» **Data shown**:
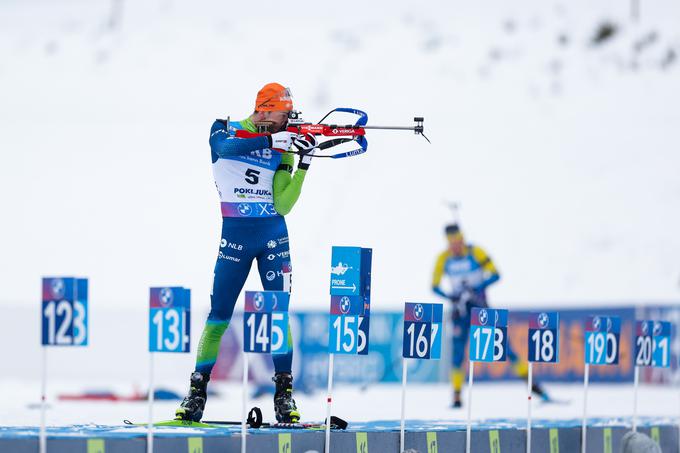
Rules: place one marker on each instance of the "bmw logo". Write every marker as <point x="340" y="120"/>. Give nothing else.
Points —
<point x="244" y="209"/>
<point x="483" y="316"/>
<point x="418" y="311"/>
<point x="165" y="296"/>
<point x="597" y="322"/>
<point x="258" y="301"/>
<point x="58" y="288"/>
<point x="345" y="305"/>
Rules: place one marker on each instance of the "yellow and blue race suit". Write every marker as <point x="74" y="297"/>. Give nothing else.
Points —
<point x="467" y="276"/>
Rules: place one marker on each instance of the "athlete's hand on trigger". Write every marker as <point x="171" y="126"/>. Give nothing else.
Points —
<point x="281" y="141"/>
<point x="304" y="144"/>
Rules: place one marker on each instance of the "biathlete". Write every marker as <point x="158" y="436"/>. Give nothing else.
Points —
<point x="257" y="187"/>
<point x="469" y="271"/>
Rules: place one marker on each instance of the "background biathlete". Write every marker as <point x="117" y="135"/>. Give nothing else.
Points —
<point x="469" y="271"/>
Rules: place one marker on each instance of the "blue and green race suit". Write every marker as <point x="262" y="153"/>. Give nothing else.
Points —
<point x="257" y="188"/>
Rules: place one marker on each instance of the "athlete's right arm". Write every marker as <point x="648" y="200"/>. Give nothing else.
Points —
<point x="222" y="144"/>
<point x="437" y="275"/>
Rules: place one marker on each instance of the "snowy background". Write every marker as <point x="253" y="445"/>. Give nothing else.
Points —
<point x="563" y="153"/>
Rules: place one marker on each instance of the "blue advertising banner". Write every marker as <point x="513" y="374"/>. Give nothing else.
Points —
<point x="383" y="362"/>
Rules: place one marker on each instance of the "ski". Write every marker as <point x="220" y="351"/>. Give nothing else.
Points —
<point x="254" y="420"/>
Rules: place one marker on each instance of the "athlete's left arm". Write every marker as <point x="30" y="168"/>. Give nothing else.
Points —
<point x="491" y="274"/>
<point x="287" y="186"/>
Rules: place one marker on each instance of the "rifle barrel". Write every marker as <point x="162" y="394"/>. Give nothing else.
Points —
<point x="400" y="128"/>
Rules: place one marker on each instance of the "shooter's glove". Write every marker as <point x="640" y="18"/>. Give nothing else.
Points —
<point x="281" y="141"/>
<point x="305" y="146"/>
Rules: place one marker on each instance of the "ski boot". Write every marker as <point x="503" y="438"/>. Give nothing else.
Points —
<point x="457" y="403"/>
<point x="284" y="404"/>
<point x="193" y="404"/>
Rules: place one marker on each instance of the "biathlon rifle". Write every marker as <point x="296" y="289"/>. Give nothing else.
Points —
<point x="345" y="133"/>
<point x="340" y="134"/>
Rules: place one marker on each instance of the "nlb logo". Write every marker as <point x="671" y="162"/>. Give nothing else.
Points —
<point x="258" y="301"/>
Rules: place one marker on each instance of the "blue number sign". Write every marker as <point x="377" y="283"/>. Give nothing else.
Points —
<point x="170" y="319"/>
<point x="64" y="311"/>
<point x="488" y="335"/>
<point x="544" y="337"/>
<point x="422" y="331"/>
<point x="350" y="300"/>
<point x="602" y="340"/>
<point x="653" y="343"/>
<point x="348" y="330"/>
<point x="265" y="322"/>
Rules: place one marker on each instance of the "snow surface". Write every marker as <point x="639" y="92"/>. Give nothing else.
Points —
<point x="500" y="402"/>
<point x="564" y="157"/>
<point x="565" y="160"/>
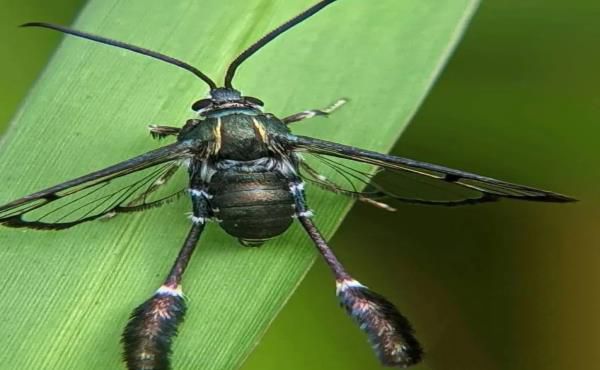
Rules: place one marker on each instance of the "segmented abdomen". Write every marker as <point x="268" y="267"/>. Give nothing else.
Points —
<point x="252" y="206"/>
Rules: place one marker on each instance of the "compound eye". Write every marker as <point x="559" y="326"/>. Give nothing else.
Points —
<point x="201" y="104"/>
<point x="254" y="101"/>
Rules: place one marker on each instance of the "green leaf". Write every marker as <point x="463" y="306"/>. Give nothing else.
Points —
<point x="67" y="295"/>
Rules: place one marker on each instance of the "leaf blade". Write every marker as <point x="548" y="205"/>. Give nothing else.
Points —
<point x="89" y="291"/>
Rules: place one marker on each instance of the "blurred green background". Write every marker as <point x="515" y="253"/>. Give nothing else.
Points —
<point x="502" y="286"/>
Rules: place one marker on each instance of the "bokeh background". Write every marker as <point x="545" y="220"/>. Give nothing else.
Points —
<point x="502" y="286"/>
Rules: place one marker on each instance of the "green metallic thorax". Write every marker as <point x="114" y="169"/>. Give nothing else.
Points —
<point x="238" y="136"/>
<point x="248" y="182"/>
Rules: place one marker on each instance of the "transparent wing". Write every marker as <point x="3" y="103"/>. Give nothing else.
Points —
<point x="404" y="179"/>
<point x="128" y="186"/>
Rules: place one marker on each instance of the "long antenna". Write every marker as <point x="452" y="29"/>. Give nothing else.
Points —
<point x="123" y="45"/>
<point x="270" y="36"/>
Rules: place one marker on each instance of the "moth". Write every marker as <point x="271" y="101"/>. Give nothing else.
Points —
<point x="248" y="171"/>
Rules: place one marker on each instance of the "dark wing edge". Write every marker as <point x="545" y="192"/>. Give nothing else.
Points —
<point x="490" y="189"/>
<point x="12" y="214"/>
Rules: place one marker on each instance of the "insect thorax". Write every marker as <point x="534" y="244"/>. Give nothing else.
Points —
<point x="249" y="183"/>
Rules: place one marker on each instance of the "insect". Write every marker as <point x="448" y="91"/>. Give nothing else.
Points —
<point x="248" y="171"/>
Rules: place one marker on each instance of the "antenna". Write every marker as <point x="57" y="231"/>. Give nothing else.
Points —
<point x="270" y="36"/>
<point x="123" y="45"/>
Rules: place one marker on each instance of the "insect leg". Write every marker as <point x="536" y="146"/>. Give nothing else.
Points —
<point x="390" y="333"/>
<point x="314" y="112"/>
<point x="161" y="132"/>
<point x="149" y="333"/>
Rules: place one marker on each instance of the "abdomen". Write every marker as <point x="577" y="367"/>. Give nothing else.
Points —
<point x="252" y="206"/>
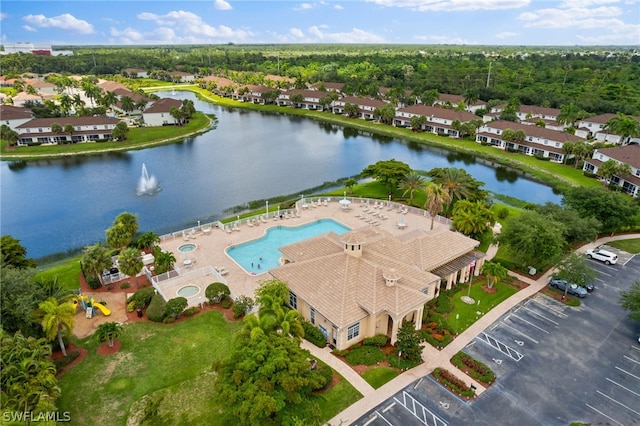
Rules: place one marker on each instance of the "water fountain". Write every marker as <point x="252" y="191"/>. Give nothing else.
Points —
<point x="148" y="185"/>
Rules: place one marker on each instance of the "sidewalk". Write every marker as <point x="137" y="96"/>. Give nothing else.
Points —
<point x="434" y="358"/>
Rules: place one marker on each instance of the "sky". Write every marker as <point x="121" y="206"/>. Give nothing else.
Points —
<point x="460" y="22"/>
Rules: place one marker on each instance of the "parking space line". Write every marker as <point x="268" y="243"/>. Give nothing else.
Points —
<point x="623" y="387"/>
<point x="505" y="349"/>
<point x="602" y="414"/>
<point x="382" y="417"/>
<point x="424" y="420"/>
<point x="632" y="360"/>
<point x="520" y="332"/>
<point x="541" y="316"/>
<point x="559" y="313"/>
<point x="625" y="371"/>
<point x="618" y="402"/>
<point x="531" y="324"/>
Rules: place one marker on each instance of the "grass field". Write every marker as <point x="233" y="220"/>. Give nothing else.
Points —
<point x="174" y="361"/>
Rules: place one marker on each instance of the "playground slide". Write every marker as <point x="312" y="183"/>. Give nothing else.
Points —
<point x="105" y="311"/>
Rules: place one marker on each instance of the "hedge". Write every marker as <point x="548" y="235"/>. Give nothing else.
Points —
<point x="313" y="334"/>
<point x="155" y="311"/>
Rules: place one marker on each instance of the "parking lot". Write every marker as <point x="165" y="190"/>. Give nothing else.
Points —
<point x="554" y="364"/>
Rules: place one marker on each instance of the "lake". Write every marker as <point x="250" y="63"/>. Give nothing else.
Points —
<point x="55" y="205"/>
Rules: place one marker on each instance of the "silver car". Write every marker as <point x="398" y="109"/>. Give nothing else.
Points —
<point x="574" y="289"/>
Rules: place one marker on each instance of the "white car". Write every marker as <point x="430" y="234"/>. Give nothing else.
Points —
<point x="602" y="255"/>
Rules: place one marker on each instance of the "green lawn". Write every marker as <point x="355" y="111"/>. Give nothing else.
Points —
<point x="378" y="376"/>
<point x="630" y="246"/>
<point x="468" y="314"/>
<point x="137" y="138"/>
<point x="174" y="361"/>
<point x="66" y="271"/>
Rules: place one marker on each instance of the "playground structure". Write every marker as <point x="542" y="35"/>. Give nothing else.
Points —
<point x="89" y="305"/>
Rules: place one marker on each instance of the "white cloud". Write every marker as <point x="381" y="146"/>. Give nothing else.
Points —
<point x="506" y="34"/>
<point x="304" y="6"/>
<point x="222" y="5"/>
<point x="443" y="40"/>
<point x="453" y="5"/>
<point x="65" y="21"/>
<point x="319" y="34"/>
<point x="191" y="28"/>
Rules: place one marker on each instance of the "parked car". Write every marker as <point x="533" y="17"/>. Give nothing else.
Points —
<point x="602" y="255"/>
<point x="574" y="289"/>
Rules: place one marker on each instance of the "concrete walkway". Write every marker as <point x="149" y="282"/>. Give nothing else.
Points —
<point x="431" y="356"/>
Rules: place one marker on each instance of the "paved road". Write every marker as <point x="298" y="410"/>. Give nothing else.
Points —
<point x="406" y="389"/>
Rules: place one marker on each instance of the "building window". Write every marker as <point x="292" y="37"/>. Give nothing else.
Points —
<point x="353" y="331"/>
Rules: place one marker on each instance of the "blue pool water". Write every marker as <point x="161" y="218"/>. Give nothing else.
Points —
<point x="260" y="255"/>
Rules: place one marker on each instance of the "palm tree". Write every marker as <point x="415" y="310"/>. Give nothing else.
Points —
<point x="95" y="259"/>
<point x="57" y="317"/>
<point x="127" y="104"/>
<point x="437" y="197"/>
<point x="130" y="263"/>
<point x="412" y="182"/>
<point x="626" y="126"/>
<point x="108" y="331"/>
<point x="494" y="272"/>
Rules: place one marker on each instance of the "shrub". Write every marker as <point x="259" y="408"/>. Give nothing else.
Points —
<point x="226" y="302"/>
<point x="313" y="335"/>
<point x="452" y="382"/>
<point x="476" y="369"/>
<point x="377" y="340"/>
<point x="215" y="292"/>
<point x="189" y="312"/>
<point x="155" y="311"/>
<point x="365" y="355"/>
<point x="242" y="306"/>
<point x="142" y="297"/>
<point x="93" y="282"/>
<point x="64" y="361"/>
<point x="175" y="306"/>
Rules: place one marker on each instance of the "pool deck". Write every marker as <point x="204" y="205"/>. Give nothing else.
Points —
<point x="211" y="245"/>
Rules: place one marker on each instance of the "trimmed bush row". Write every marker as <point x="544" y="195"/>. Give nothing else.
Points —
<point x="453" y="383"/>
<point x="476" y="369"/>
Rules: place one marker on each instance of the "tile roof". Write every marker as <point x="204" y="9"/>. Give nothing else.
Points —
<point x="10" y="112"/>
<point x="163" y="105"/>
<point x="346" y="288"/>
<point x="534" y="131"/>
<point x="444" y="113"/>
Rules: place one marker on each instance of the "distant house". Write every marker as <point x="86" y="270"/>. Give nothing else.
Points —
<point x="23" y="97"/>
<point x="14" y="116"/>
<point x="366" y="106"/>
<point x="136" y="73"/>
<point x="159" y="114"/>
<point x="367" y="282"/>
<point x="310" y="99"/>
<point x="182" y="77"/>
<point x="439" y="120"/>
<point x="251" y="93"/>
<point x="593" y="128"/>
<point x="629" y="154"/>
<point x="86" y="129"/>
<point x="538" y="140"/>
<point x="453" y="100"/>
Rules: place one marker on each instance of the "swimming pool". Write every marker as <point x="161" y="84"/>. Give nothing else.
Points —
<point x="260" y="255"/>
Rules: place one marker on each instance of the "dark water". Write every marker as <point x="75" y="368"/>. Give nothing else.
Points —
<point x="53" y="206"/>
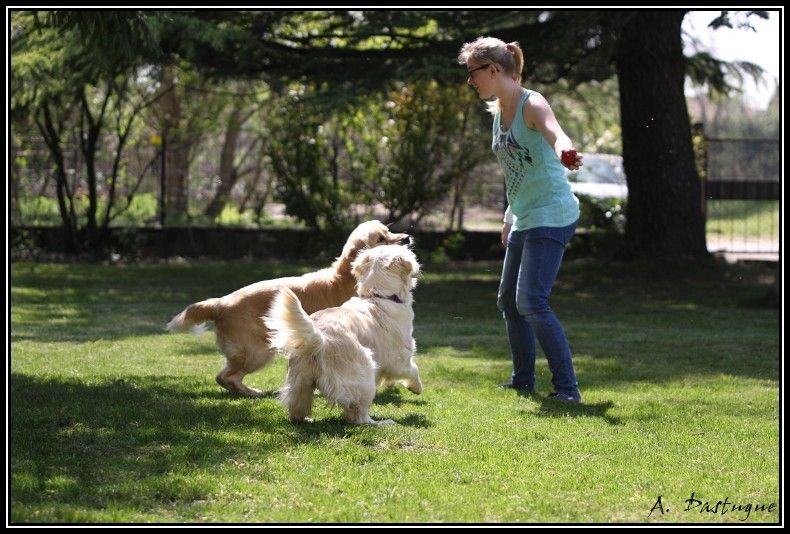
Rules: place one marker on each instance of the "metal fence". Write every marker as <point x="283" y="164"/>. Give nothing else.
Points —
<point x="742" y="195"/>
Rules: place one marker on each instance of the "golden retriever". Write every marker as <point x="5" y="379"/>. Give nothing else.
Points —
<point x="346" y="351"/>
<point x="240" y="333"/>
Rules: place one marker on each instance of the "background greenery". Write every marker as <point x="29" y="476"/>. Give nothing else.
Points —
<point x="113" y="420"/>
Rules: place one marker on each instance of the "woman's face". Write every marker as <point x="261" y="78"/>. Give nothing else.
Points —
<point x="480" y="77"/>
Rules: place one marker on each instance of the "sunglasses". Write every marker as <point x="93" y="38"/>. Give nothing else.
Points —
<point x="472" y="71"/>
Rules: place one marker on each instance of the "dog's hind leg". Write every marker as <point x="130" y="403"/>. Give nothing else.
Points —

» **Assignment**:
Scan the records above for the word "antenna" and return every line where it occurs.

» **Result below**:
Rules: place one marker on each instance of the "long antenna". Write every marker as <point x="452" y="29"/>. Give nothing else.
Rules: place one marker on each instance of the "antenna". Write every marker as <point x="57" y="231"/>. Give nothing else.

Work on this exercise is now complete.